### Brief:
Write out the whole listing below as a two-column CSV with the headers instruction and result. Each row should hold one instruction and its answer, each in a single quoted field with line breaks replaced by spaces.

[Data lines]
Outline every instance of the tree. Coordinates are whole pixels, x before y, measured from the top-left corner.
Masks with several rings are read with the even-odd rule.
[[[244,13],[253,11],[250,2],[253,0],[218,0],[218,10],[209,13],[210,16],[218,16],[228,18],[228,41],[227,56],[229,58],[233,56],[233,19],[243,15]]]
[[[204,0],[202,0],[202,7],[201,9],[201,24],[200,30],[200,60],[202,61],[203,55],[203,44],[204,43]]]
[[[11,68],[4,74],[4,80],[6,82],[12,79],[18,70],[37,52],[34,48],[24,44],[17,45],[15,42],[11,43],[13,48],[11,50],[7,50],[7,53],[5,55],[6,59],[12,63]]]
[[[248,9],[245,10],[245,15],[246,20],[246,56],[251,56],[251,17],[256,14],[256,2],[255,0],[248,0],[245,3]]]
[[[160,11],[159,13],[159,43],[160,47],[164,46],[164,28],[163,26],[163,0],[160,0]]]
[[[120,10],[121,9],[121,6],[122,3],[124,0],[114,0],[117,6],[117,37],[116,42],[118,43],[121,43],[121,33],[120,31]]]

### Task solution:
instruction,result
"Outline every instance of the tree. Coordinates are whole pixels, x before y, measured from the top-left corner. Masks with several rings are read with the even-odd rule.","[[[244,13],[253,11],[250,2],[253,0],[218,0],[218,10],[209,13],[210,16],[218,16],[228,18],[228,41],[227,56],[229,58],[233,56],[233,19],[243,15]]] [[[204,0],[202,0],[202,7],[201,9],[201,24],[200,30],[200,60],[202,61],[203,55],[203,44],[204,43]]] [[[11,68],[4,74],[4,80],[6,82],[12,79],[18,70],[37,52],[34,48],[24,44],[17,45],[15,42],[11,43],[13,48],[11,50],[7,50],[7,53],[5,55],[6,59],[12,63]]] [[[248,9],[245,10],[245,15],[246,20],[246,56],[251,56],[251,17],[256,14],[256,2],[255,0],[248,0],[245,3]]] [[[160,11],[159,13],[159,43],[160,47],[164,46],[164,28],[163,26],[163,0],[160,0]]] [[[120,10],[121,9],[121,6],[122,3],[124,0],[114,0],[117,6],[117,37],[116,42],[118,43],[121,43],[121,33],[120,31]]]"